Start of Block

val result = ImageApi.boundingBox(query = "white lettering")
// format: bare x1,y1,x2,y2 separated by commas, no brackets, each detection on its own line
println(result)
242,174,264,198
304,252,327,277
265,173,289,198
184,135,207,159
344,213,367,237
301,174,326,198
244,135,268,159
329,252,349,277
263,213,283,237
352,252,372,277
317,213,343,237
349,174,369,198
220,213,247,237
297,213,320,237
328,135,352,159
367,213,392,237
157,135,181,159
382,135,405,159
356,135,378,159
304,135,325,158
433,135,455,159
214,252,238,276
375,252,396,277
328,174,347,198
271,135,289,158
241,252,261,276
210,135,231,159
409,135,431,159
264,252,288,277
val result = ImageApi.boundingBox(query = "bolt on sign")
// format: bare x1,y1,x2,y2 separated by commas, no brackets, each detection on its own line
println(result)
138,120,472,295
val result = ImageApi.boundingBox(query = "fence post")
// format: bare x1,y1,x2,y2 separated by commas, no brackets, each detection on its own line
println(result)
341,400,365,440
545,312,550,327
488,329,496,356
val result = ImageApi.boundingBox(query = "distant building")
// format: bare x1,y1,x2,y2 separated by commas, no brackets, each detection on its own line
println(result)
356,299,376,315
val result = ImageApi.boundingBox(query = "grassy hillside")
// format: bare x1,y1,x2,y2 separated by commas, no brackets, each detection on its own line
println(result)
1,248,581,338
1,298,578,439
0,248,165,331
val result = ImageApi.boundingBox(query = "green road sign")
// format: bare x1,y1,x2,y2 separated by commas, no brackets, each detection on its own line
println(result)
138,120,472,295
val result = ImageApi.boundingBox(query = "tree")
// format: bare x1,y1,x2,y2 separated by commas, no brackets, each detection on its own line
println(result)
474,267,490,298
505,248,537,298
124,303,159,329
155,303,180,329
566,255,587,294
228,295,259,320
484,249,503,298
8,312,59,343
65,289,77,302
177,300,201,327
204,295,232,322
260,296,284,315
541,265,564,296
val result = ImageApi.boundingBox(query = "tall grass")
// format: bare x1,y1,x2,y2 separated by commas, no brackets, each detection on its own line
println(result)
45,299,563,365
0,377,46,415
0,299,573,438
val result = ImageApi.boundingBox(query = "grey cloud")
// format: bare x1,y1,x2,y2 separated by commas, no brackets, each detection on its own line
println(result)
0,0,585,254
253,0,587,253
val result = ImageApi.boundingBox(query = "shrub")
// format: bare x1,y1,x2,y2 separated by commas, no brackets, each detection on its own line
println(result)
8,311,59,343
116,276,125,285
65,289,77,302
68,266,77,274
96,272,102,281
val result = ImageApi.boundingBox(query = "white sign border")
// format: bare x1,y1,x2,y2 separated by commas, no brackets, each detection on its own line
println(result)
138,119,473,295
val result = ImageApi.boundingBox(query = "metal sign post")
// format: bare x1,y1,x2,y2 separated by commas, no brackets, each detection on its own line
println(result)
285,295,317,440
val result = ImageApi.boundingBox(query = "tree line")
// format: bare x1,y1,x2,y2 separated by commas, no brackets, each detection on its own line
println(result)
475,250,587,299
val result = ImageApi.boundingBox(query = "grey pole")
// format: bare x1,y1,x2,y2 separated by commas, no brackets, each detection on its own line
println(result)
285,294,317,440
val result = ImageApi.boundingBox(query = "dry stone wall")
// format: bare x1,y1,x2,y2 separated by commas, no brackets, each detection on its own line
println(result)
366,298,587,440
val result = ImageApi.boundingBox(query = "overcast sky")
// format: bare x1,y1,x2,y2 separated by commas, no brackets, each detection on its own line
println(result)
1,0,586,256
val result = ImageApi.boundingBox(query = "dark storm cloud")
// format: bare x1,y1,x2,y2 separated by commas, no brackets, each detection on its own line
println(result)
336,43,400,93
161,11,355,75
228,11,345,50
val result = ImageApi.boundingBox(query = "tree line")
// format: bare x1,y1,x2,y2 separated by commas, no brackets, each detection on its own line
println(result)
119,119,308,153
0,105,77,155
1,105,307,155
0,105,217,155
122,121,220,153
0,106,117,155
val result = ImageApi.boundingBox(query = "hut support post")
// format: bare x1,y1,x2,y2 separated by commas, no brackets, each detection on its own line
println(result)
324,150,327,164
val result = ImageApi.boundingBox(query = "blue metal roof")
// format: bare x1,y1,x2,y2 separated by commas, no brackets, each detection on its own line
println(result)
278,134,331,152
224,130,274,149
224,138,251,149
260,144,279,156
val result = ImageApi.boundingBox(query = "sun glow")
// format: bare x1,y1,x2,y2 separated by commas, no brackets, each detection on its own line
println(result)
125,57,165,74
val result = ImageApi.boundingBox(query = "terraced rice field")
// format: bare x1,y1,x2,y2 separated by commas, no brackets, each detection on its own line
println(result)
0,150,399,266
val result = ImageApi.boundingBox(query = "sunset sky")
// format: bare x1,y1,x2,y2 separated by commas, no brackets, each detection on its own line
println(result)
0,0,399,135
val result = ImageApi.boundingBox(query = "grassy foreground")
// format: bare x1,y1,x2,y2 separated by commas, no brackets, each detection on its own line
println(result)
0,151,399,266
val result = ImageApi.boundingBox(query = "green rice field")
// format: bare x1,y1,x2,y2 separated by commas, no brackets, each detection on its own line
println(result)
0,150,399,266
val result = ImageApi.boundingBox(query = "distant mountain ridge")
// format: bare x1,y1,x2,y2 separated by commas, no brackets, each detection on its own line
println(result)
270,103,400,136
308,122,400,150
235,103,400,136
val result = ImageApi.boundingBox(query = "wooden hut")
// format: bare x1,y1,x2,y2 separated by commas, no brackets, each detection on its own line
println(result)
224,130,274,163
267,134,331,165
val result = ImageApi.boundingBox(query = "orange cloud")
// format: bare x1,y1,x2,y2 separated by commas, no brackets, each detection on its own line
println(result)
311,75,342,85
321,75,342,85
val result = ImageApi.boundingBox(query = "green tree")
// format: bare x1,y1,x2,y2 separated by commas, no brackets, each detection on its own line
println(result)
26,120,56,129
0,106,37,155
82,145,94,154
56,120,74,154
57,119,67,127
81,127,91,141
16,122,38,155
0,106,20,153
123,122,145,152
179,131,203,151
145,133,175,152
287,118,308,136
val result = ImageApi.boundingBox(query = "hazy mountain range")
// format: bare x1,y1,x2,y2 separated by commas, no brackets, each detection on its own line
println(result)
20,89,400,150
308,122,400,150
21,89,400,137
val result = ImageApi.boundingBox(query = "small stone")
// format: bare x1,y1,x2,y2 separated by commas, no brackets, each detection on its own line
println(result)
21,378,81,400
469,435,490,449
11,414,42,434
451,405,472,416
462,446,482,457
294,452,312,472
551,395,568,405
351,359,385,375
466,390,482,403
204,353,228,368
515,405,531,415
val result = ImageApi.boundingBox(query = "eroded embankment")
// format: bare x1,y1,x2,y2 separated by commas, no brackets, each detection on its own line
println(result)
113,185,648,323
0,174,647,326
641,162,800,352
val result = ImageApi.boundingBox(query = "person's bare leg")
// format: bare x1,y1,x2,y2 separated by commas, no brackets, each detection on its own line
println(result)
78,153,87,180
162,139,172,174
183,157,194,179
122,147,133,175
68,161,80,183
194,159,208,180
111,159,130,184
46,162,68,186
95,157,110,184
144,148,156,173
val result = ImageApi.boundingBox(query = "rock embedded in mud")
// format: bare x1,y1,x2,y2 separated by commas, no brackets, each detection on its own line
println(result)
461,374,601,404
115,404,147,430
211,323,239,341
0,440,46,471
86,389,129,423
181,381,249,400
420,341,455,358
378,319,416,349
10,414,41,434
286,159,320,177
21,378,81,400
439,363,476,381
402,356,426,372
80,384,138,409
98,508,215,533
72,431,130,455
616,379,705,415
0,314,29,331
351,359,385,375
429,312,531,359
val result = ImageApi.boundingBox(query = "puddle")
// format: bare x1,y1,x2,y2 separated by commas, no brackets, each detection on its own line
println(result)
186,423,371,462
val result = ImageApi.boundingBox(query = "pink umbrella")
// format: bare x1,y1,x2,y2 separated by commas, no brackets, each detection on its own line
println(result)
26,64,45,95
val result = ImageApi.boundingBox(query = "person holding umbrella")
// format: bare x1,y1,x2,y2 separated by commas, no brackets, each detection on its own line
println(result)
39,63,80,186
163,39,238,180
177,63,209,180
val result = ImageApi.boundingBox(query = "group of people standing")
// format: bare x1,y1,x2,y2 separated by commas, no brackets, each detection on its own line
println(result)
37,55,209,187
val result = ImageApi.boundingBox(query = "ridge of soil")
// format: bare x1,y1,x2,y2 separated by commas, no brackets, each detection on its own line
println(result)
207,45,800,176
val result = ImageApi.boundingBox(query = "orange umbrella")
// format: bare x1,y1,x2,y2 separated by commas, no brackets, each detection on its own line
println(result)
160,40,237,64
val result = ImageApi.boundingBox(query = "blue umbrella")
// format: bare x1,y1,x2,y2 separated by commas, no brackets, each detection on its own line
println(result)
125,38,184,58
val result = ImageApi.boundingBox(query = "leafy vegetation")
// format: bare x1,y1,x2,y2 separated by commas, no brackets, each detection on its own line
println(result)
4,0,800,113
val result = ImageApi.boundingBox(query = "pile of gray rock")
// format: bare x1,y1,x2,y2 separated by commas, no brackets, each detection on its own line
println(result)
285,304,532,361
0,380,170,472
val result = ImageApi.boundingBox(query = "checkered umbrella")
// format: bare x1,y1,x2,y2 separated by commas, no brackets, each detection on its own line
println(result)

End of Block

Scan the material above for the string "ridge". Copy each line that holds it.

Written answer:
val result = ImageApi.boundingBox(query = "distant mountain ridge")
val result = ImageApi.boundingBox(query = "ridge of soil")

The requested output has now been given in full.